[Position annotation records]
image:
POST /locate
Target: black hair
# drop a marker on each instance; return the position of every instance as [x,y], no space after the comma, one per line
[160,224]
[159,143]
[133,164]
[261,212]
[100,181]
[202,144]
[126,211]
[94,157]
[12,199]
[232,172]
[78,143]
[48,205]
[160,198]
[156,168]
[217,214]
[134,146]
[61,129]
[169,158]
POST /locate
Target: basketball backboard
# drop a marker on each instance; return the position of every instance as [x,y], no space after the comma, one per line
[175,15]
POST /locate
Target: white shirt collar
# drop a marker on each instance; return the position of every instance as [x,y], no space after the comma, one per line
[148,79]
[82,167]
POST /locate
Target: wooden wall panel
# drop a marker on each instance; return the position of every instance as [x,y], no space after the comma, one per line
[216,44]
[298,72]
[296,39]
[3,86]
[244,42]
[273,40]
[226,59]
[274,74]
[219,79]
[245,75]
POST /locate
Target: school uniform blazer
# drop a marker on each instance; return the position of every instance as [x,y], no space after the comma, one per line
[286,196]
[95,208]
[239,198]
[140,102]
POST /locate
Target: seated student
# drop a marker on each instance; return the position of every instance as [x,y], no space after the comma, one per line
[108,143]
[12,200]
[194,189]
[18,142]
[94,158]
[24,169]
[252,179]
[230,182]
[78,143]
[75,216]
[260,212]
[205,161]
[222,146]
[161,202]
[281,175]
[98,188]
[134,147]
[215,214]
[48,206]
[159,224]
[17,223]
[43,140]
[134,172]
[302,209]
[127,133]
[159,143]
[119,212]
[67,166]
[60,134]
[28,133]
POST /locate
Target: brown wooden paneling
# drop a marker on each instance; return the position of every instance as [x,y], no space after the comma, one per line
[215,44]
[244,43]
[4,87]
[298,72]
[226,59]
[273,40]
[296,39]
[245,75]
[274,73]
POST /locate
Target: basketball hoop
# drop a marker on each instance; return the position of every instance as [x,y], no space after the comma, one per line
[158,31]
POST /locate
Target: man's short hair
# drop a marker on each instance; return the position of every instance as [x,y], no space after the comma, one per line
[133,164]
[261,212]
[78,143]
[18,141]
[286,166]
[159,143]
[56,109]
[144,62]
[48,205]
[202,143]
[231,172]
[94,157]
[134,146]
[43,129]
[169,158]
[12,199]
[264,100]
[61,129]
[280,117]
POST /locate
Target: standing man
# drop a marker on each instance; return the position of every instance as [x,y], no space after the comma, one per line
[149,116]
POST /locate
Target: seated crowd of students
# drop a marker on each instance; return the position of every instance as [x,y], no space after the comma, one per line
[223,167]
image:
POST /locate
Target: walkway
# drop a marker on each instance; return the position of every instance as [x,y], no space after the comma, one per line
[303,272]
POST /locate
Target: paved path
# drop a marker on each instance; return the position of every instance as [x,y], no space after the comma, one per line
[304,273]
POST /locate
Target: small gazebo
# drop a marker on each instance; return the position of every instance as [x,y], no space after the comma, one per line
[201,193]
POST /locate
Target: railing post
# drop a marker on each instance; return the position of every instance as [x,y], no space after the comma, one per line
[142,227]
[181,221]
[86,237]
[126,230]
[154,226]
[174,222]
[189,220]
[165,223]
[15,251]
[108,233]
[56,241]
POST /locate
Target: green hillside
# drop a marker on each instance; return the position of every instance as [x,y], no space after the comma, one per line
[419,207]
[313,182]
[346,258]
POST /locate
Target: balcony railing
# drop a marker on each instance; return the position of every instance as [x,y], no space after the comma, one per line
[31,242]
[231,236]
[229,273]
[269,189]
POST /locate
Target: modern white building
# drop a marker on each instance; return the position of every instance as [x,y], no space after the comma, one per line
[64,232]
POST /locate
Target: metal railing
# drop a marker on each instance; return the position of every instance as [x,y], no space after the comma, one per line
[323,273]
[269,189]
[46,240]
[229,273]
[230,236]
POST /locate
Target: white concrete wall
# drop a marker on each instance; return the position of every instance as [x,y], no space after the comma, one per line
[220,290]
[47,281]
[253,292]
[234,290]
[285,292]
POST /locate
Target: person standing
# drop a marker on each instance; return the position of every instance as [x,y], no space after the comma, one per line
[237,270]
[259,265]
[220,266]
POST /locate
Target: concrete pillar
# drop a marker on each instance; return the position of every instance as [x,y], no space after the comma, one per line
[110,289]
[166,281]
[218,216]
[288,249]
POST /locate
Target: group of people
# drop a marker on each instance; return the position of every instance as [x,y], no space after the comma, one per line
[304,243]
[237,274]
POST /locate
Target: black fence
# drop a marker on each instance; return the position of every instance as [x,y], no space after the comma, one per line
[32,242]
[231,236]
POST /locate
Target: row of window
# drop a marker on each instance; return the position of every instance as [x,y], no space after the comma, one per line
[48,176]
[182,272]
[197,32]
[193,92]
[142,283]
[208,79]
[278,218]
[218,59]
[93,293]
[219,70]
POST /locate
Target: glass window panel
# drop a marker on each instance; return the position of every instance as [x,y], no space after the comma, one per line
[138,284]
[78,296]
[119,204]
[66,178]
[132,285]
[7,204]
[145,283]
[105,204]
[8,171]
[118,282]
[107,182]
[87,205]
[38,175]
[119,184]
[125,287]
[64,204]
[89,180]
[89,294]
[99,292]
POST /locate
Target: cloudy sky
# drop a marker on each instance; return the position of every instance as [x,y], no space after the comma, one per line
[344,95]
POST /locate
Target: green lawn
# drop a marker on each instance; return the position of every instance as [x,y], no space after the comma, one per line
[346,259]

• The exercise: Word for word, restate all of the data shown above.

• Correct output:
image:
POST /locate
Target: black hair
# drop a marker on each instance; return the position of every instance as [x,y], no space after the comma, one per line
[160,224]
[159,143]
[133,164]
[261,212]
[100,181]
[202,144]
[126,211]
[94,157]
[12,199]
[232,172]
[78,143]
[48,205]
[160,198]
[156,168]
[217,214]
[134,146]
[61,129]
[169,158]
POST /locate
Target: basketball backboard
# drop a marker on each instance; return the position of every instance as [x,y], no space after the comma, one per line
[175,15]
POST /locate
Target: white shirt collar
# drop a marker on each instance; return the position of every instance as [x,y], no space after the comma, one per line
[148,79]
[82,167]
POST /locate
Target: wooden wall panel
# drop a marker on each instance; return the position of every instance as [x,y], no space after the comma, one per line
[216,44]
[298,72]
[296,39]
[3,86]
[244,42]
[273,40]
[226,59]
[274,74]
[219,79]
[245,75]
POST /locate
Target: school uniform blazer
# drop a marker on each instance; return the position of every instance as [x,y], no space after the comma, one per line
[286,196]
[95,208]
[239,198]
[140,102]
POST /locate
Target: seated student
# drop a marker on each instance; return the position of every instance as [x,y], no space after the comma, one per line
[108,143]
[12,200]
[194,189]
[18,142]
[94,158]
[24,169]
[252,179]
[230,182]
[78,143]
[75,216]
[260,212]
[205,161]
[222,146]
[161,202]
[281,175]
[98,188]
[134,147]
[215,214]
[48,206]
[159,224]
[17,223]
[43,140]
[134,172]
[302,209]
[127,133]
[159,143]
[119,212]
[67,166]
[60,134]
[28,133]
POST /locate
Target: brown wooden paneling
# drop a marker on each instance; return the position of every instance as [x,y], no space after the comma, one per line
[215,44]
[244,43]
[4,87]
[298,72]
[226,59]
[273,40]
[296,39]
[245,75]
[274,73]
POST /locate
Target: basketball hoop
# drop a marker on each instance; return the position of every instance as [x,y], no space after the comma, one per line
[158,31]
POST /locate
Target: man's short hair
# drop a marker on each instance; return the position of every instance as [x,y], no space after the comma, one per line
[133,164]
[261,212]
[78,143]
[18,141]
[286,166]
[159,143]
[56,109]
[144,62]
[48,205]
[202,143]
[231,172]
[94,157]
[134,146]
[43,129]
[169,158]
[12,199]
[264,100]
[61,129]
[280,117]
POST /locate
Target: standing man
# drop a marker on each instance; return the position of every instance as [x,y], no space after the comma, one per line
[149,116]
POST /locate
Target: seated crowd of students
# drop a marker on each instance; return the position of every instance as [x,y], no space after the comma, one per line
[223,167]
image:
POST /locate
Target: walkway
# drop a marker on each instance; return the position of every instance as [x,y], no space after the comma, one per line
[303,272]
POST /locate
Target: paved path
# drop a marker on each instance; return the position of every instance as [x,y], no space after the comma, one per line
[304,273]
POST /locate
Target: small gazebo
# drop a marker on each instance; return the position of every instance as [x,y], no space after the comma, one per line
[201,193]
POST /locate
Target: railing post
# drop a marker on each instance; return the position of every instance as [x,y], no space after the comma, one per line
[142,227]
[181,221]
[86,237]
[126,230]
[154,226]
[174,222]
[189,220]
[165,223]
[15,251]
[108,233]
[56,241]
POST /locate
Target: green hillside
# drop a marker on each instance; return the position of every instance as [x,y], no space after the comma, one per line
[419,207]
[313,182]
[346,258]
POST /locate
Target: balcony railing
# drop a marker on each instance; return the position of every instance as [x,y], no space after the comma, one per line
[31,242]
[231,236]
[229,273]
[269,189]
POST /locate
Target: modern white building
# drop a marker on each instance; return the position of every instance as [x,y], no space after the comma, one per line
[64,232]
POST /locate
Target: metal railing
# drop a marker on each instance; return the position of every instance as [x,y], no space after the comma, one per line
[323,273]
[269,189]
[46,240]
[229,273]
[230,236]
POST /locate
Target: white concrete wall
# drop a marker on each instance; return the position of every instance as [x,y], no space after the comma, one per line
[220,290]
[47,281]
[253,292]
[234,290]
[285,292]
POST /locate
Target: person standing
# drop a marker on each instance; return the position of every instance as [x,y], no space after the comma, one per line
[237,270]
[259,265]
[220,266]
POST /locate
Target: concrete pillar
# drop a marker on each instance; return the position of every instance as [x,y], no space after the comma, one per line
[110,289]
[166,281]
[218,216]
[288,249]
POST /locate
Target: group of people
# drop a marker on each instance; return the position of every instance as [x,y], no space after the comma, one per line
[304,243]
[237,274]
POST /locate
Target: black fence
# drop a marker on each instance; return the position of every instance as [x,y], no space after the comma, one per line
[32,242]
[231,236]
POST /locate
Target: row of window
# drop a marker on each instance; return the position of every instance as [x,y], no space after the comma, one per line
[48,176]
[182,272]
[197,32]
[193,92]
[142,283]
[208,79]
[278,218]
[218,59]
[93,293]
[219,70]
POST /locate
Target: glass window panel
# drop a marker on each instance; return the position of every instance as [x,y], no space after the comma, one per line
[138,284]
[78,296]
[119,204]
[66,178]
[132,285]
[7,204]
[145,283]
[105,204]
[8,171]
[118,282]
[107,182]
[87,205]
[38,175]
[119,184]
[125,287]
[64,204]
[89,180]
[89,294]
[99,292]
POST /locate
Target: cloudy sky
# drop a marker on each instance; return the position of every instance as [x,y], no space after the comma, one per line
[344,95]
POST /locate
Target: green lawn
# drop a marker on each instance; return the position of every instance as [x,y], no space after the comma, one per line
[346,259]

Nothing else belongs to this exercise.